__Given passage__
----

I'd start by increasing the LED drive. Most any LED can take 25ma average, and the large ones used for remote controls can usually take 100ma. Even for a 25ma part, you can apply 50ma for a rapid 50% duty cycle, so I'd design to that.
I don't know the voltage drop of youre LED, but as a guess, 1.8 volts is typical for an IR type. You'll also have a voltage drop across the transistor. Say .2 volts if it were well driven to sturation (which it's not, but we'll return to this).
So, you have 3V - 1.8V - .2V = 1V across your resistor.
For 50ma, R = V / I => R=20 ohms.
Now, your transistor is sinking about 50 ma, so it needs adequate base drive. I'm not sure what a D400 is (a 2SD400?), so I'm going to guess it has an hfe on the low side, say 40. To saturate the transistor, drive it with about twice as much as it will ever need in the linear range.

----

__Object location annotation data__
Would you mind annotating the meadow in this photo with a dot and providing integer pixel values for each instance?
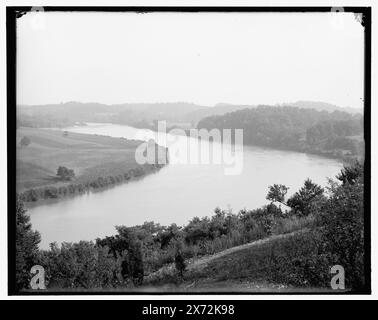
(96, 161)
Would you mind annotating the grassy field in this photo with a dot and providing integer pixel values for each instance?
(252, 267)
(90, 156)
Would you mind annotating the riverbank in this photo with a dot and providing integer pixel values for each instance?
(97, 162)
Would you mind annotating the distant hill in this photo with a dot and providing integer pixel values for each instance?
(141, 114)
(336, 134)
(321, 106)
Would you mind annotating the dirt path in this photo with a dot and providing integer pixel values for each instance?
(195, 265)
(201, 263)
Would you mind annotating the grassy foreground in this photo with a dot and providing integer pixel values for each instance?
(92, 157)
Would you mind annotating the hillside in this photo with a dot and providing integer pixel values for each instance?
(91, 157)
(243, 268)
(336, 134)
(140, 114)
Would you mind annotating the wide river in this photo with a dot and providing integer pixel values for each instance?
(176, 193)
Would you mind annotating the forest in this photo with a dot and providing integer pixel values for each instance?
(328, 225)
(336, 134)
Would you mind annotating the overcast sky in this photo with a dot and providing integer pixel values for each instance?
(204, 58)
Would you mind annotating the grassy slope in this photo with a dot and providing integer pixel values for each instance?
(243, 268)
(90, 156)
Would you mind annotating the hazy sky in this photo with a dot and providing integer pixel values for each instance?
(205, 58)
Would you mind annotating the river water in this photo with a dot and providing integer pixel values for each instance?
(176, 193)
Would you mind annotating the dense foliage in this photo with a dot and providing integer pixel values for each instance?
(27, 242)
(72, 188)
(330, 221)
(335, 134)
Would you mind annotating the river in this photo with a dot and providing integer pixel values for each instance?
(176, 193)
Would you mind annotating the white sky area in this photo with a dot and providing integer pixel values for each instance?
(204, 58)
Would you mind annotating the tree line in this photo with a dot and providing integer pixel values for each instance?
(334, 217)
(305, 130)
(65, 174)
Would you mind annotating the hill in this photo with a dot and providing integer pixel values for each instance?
(336, 134)
(97, 161)
(139, 114)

----

__Exercise directions__
Print the LED drive passage from "I'd start by" up to and including "return to this).". The lines aren't needed here.

__Exercise answer__
I'd start by increasing the LED drive. Most any LED can take 25ma average, and the large ones used for remote controls can usually take 100ma. Even for a 25ma part, you can apply 50ma for a rapid 50% duty cycle, so I'd design to that.
I don't know the voltage drop of youre LED, but as a guess, 1.8 volts is typical for an IR type. You'll also have a voltage drop across the transistor. Say .2 volts if it were well driven to sturation (which it's not, but we'll return to this).